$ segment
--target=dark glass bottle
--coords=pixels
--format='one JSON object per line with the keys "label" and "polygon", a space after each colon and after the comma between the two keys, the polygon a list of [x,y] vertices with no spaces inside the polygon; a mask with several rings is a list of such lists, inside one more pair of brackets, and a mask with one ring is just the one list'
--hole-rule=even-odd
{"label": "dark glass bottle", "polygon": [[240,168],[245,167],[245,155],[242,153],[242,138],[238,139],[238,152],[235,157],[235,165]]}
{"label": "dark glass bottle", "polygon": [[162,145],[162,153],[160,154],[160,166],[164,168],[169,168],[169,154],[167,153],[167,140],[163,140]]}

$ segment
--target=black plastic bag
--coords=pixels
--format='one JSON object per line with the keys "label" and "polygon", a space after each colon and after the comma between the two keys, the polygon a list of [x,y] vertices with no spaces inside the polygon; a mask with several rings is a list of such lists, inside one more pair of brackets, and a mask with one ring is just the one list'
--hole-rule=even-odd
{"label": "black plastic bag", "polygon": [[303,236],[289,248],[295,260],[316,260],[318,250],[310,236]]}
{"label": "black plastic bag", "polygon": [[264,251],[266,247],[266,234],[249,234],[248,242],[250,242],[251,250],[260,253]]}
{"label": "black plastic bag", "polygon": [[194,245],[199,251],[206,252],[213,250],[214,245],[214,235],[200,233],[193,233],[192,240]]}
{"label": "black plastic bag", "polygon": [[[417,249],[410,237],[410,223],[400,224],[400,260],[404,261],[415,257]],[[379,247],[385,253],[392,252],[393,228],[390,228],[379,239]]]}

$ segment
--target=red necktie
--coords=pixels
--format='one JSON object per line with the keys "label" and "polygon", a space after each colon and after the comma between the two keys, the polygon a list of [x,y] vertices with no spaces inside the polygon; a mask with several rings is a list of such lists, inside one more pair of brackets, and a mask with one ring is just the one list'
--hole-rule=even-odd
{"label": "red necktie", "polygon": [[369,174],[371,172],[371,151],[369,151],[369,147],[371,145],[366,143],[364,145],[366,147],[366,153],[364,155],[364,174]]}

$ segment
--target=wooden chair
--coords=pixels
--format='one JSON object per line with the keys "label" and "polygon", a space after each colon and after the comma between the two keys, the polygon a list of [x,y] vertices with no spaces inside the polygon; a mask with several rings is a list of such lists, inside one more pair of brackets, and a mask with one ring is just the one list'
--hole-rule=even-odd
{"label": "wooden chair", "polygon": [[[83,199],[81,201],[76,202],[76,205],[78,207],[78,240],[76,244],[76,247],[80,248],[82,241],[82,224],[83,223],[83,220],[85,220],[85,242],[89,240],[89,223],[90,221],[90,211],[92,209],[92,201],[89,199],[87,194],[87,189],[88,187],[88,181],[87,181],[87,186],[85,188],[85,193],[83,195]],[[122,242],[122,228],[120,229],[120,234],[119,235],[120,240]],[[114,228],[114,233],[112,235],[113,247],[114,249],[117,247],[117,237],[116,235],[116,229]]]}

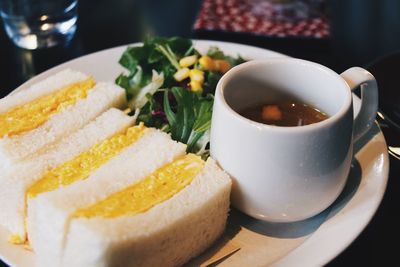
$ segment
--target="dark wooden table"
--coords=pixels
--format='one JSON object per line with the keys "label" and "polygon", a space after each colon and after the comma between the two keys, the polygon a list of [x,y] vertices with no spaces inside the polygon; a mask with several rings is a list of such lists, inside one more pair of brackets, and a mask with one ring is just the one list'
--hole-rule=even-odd
{"label": "dark wooden table", "polygon": [[[400,51],[400,1],[338,0],[327,4],[332,34],[328,40],[321,41],[195,33],[192,25],[201,0],[80,0],[77,34],[66,47],[34,52],[18,49],[1,27],[0,96],[59,63],[105,48],[142,41],[149,34],[251,44],[313,60],[338,73],[351,66],[368,66],[382,56]],[[396,85],[393,84],[393,90],[400,90]],[[399,134],[384,133],[388,141],[399,143]],[[378,212],[361,235],[329,266],[399,265],[400,161],[391,157],[390,164],[388,187]]]}

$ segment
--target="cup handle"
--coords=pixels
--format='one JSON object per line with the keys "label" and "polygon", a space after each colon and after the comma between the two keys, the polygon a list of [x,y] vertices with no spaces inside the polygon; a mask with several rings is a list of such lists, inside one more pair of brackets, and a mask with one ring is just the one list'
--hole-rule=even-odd
{"label": "cup handle", "polygon": [[354,120],[353,140],[356,142],[374,124],[378,111],[378,85],[375,77],[367,70],[353,67],[340,76],[349,85],[350,90],[361,86],[361,108]]}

* [목표] 위 데이터에서 "target"라는 단어가 포함된 줄을 빠짐없이 모아 한 줄도 고치지 말고 옮겨 적으십시오.

* [풀이]
--target=dark glass bottle
--target=black plastic bag
--target=red necktie
--target=wooden chair
--target="dark wooden table"
--target="cup handle"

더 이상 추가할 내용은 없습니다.